* Given instruction
Write out each record again exactly as it stands.

* Material supplied
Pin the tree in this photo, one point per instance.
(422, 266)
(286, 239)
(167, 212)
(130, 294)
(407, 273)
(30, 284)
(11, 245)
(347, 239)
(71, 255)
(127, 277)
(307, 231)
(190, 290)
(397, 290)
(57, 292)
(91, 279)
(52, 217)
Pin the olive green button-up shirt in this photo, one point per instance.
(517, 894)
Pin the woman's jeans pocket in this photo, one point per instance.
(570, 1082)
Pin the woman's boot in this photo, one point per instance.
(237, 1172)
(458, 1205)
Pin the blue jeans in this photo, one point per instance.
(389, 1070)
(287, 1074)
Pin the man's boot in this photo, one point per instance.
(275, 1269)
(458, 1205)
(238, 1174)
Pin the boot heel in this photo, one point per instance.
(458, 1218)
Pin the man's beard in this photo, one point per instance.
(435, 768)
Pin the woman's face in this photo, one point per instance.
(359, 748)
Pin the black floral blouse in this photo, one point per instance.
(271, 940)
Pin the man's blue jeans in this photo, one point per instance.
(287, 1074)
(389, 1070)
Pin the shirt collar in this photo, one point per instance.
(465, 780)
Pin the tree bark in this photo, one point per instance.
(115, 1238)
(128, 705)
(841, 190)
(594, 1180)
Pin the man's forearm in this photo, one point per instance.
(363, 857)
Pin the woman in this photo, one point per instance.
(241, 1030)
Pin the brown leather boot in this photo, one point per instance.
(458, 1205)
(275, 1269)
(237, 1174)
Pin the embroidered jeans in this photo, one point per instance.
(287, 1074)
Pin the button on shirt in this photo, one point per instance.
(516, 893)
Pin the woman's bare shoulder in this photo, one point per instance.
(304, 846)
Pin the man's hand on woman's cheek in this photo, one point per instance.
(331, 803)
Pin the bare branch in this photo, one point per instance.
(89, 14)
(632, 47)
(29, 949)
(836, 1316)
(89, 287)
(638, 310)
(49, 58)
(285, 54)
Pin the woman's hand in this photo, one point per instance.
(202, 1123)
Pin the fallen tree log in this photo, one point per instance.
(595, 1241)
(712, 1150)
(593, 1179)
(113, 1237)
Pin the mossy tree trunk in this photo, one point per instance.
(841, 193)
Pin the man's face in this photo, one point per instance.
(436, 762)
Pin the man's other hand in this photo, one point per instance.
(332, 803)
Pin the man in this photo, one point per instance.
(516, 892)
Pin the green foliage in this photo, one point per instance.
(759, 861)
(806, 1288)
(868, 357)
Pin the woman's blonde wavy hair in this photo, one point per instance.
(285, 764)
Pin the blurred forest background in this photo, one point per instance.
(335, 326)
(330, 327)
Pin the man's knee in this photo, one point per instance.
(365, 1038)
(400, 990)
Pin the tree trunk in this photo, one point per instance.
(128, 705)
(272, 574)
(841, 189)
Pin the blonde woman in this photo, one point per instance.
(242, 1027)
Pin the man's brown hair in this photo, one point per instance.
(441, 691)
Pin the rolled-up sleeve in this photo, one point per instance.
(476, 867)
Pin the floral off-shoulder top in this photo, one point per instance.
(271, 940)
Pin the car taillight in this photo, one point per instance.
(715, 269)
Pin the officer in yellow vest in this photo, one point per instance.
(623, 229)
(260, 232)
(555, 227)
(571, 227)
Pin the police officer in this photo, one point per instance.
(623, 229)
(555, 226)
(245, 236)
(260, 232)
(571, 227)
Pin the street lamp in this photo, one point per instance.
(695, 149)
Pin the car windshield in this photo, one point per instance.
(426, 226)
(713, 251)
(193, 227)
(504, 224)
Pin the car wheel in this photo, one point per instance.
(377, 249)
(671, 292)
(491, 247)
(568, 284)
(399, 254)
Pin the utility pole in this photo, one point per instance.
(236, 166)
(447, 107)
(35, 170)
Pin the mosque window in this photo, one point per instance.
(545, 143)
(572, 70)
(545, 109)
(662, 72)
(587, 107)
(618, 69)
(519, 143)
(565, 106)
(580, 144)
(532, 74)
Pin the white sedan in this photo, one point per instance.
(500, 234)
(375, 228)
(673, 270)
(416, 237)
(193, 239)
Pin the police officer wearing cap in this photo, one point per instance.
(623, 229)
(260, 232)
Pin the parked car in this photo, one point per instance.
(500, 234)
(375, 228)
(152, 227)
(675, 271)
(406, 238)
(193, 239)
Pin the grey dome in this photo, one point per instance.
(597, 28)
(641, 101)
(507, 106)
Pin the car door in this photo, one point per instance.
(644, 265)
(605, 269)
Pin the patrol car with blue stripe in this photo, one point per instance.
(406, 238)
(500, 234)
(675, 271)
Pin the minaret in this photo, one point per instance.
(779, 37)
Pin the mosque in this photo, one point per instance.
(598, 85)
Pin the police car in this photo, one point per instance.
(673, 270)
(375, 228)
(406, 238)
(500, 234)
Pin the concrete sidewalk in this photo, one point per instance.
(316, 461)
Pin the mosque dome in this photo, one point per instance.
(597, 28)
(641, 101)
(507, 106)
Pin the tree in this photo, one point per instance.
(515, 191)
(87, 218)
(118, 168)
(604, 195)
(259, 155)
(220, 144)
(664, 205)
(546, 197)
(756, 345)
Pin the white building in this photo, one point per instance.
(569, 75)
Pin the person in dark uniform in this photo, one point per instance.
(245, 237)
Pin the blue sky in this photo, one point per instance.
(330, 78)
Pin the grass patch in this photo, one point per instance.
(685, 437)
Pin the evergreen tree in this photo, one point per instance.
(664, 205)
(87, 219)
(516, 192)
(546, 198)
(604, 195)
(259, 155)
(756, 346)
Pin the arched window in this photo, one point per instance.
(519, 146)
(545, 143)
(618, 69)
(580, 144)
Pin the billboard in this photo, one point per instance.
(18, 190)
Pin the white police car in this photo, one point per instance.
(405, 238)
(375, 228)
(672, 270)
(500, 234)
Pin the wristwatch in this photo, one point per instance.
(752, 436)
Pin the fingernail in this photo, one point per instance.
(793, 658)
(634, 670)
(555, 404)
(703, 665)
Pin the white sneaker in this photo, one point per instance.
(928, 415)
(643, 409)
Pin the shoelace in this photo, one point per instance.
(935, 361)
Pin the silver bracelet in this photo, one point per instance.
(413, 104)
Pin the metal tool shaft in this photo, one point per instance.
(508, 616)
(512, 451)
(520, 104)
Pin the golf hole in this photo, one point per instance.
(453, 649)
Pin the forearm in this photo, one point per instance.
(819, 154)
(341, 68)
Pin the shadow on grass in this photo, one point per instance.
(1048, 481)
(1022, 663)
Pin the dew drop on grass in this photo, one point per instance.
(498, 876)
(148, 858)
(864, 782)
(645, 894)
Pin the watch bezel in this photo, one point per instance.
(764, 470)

* Complete answer
Pin the tree in this photo, one point per instance.
(422, 266)
(286, 239)
(167, 212)
(130, 294)
(407, 273)
(30, 284)
(11, 245)
(347, 239)
(71, 255)
(127, 277)
(307, 231)
(190, 290)
(397, 290)
(57, 292)
(91, 279)
(52, 217)
Pin the olive green button-up shirt in this photo, one point per instance.
(517, 894)
Pin the woman's jeans pocket in this photo, one point per instance.
(570, 1082)
Pin the woman's boot in this photo, one point per instance.
(237, 1172)
(458, 1205)
Pin the blue jeans in this photo, one point per instance.
(389, 1070)
(287, 1074)
Pin the man's boot in this photo, one point per instance.
(275, 1269)
(458, 1205)
(238, 1174)
Pin the boot heel in this photo, one point per instance.
(458, 1218)
Pin the man's beard in this photo, one point per instance.
(435, 768)
Pin the woman's face in this photo, one point per instance.
(359, 748)
Pin the black floral blouse in this photo, one point per instance.
(271, 940)
Pin the man's blue jeans in this photo, one point per instance.
(287, 1074)
(389, 1070)
Pin the shirt collar in this photo, one point per instance.
(465, 780)
Pin the tree bark in this photo, one point per instance.
(115, 1238)
(128, 705)
(841, 190)
(594, 1180)
Pin the man's forearm in this photo, one point per instance.
(363, 857)
Pin the woman in this photo, one point per instance.
(241, 1030)
Pin the brown leather boot in this photo, one point per instance.
(458, 1205)
(275, 1269)
(237, 1174)
Pin the embroidered jeans in this photo, one point per instance.
(287, 1074)
Pin the button on shirt in this photo, one point per instance.
(516, 893)
Pin the woman's bare shoulder in this photo, one point per instance.
(304, 846)
Pin the man's hand on woman's cheek in this photo, one point per instance.
(331, 803)
Pin the bare branch in this photo, one point per instance.
(89, 14)
(632, 47)
(29, 949)
(836, 1316)
(89, 287)
(638, 310)
(49, 58)
(285, 54)
Pin the woman's hand in this photo, one point per instance.
(202, 1123)
Pin the fallen tree log in this photo, one point per instance.
(595, 1241)
(712, 1150)
(593, 1179)
(113, 1237)
Pin the mossy tree trunk in this photo, one point per instance.
(841, 193)
Pin the man's face in this photo, one point per instance.
(436, 762)
Pin the man's other hand in this photo, one point per instance.
(332, 803)
Pin the man in this photo, one point per instance.
(516, 892)
Pin the green foliage in this photo, one point per instance.
(759, 861)
(806, 1288)
(868, 357)
Pin the woman's blonde wavy hair in this photo, one point per instance.
(285, 764)
Pin the blurred forest background in this photo, one point per instance.
(335, 326)
(330, 327)
Pin the man's knee in this photo, one point per instance.
(365, 1038)
(400, 990)
Pin the tree trunk in this photo, one point per instance.
(128, 705)
(272, 574)
(841, 189)
Pin the blonde woman in this photo, one point per instance.
(242, 1027)
Pin the man's brown hair in this photo, one point per instance.
(441, 691)
Pin the rolled-up sleeve in this photo, one point per instance.
(476, 867)
Pin the floral off-shoulder top in this photo, one point per instance.
(271, 940)
Pin the car taillight in this photo, one point per instance.
(715, 269)
Pin the officer in yellow vest in this photo, one point per instance.
(623, 229)
(260, 232)
(555, 227)
(571, 227)
Pin the police officer in this photo, one point per instance.
(623, 229)
(555, 226)
(245, 236)
(260, 232)
(571, 227)
Pin the street lamp in this photo, one point per instance.
(695, 149)
Pin the car windshield in this photo, one point per instance.
(426, 226)
(713, 251)
(193, 227)
(504, 224)
Pin the car wheel in this photo, one point per instance.
(377, 249)
(671, 292)
(491, 247)
(568, 284)
(399, 254)
Pin the utility pole in this photo, one point per instance.
(236, 166)
(447, 107)
(35, 170)
Pin the mosque window in this photo, one point per instance.
(545, 143)
(572, 70)
(545, 109)
(662, 72)
(587, 107)
(618, 69)
(519, 143)
(565, 106)
(580, 144)
(532, 74)
Pin the white sedan in this photo, one point per instance.
(500, 234)
(375, 228)
(673, 270)
(416, 237)
(193, 239)
Pin the police officer wearing cap in this photo, one point per instance.
(623, 229)
(260, 232)
Pin the parked car in this photo, one point per instance.
(500, 234)
(375, 228)
(152, 227)
(675, 271)
(406, 238)
(193, 239)
Pin the grey dome in this photo, one point per instance.
(597, 28)
(641, 101)
(507, 106)
Pin the car door in this photo, one point per instance.
(644, 265)
(605, 269)
Pin the patrol car with blue stripe in this photo, one point per instance.
(406, 238)
(500, 234)
(675, 271)
Pin the minaret in this photo, one point per instance.
(779, 37)
Pin the mosque in this photo, one point per instance.
(598, 85)
Pin the police car in this photo, one point per instance.
(673, 270)
(375, 228)
(406, 238)
(500, 234)
Pin the concrete sidewalk in this photo, one point per instance.
(316, 461)
Pin the mosque dome in this photo, one point per instance.
(597, 28)
(641, 101)
(507, 106)
Pin the tree in this photo, one point per instance.
(515, 191)
(87, 218)
(118, 168)
(604, 195)
(259, 155)
(220, 144)
(664, 205)
(546, 197)
(756, 345)
Pin the white building in this photo, one point per instance.
(569, 75)
Pin the person in dark uniform in this photo, one point per instance.
(245, 237)
Pin the blue sky in this photo, one point per instance.
(330, 78)
Pin the grass patch in this photo, one point per instance.
(685, 437)
Pin the evergreen tree in this photo, one point per instance.
(664, 205)
(87, 219)
(516, 192)
(546, 198)
(604, 195)
(259, 155)
(756, 346)
Pin the arched window in this photo, one point per instance.
(519, 146)
(545, 143)
(618, 69)
(580, 144)
Pin the billboard in this photo, one point per instance.
(18, 190)
Pin the white police car in this photo, one point per instance.
(405, 238)
(375, 228)
(672, 270)
(500, 234)
Pin the wristwatch in this photo, one point per instance.
(752, 436)
Pin the fingernail in this photo, one point per instance.
(793, 658)
(634, 670)
(555, 404)
(703, 665)
Pin the white sneaker in this photo, one point per instance.
(928, 415)
(643, 409)
Pin the shoelace in this photo, one point per instance.
(935, 361)
Pin the silver bracelet in this photo, one point per instance.
(413, 104)
Pin the metal tool shaft in this photo, one point per instance.
(508, 616)
(512, 451)
(520, 104)
Pin the golf hole in this photo, one point per instance.
(453, 649)
Pin the forearm in this photo, one point per instance.
(819, 154)
(341, 68)
Pin the shadow on grass in this photo, one point per instance.
(1048, 481)
(1022, 663)
Pin the dew drop on grass in this photo, one point per instance.
(498, 876)
(148, 858)
(864, 782)
(645, 894)
Pin the watch bezel in this photo, one point per instance.
(764, 470)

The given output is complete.